**Written request**
Rewrite the lines below, replacing "rope" with "cable" and keeping everything else the same. Leave the pictures out of your answer.

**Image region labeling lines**
★ ★ ★ ★ ★ ★ ★

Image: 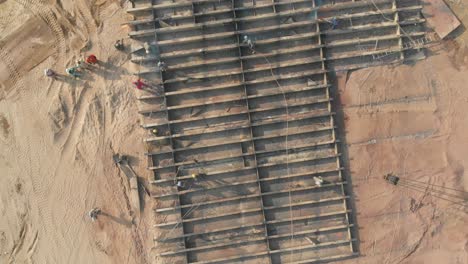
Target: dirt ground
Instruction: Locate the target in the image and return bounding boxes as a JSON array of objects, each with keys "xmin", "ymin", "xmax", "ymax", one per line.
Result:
[
  {"xmin": 0, "ymin": 0, "xmax": 152, "ymax": 263},
  {"xmin": 0, "ymin": 0, "xmax": 468, "ymax": 263}
]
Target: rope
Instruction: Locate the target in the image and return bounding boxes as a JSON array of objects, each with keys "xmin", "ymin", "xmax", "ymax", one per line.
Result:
[{"xmin": 251, "ymin": 44, "xmax": 294, "ymax": 262}]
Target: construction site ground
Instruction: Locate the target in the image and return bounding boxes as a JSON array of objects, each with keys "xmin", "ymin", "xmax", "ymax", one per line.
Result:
[{"xmin": 0, "ymin": 0, "xmax": 468, "ymax": 263}]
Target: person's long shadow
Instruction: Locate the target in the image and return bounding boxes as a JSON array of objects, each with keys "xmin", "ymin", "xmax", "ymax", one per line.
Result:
[{"xmin": 101, "ymin": 212, "xmax": 133, "ymax": 227}]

★ ★ ★ ★ ★ ★ ★

**Output**
Image: 
Target: dirt ground
Instruction: Locate the target in the image and return bounding boxes as a JSON array of objects, each with keys "xmin", "ymin", "xmax", "ymax", one per line.
Result:
[
  {"xmin": 0, "ymin": 0, "xmax": 152, "ymax": 263},
  {"xmin": 0, "ymin": 0, "xmax": 468, "ymax": 263}
]
Target: cable
Instruction: Locate the target in the image and return bounding boxes as a JSON array of objects, each with keys "xmin", "ymin", "xmax", "ymax", one per line.
Result:
[{"xmin": 251, "ymin": 44, "xmax": 294, "ymax": 262}]
Target: construction site ground
Instruction: Locate the target in the image and return bounding boxes as a JSON array of objects, each with keys "xmin", "ymin", "xmax", "ymax", one per line.
Result:
[{"xmin": 0, "ymin": 0, "xmax": 468, "ymax": 263}]
Target: person's long shadow
Instruction: Locate the target in the image and return bounding boxes as a JSON array of objects, each with keys "xmin", "ymin", "xmax", "ymax", one per line.
Result:
[{"xmin": 101, "ymin": 212, "xmax": 133, "ymax": 227}]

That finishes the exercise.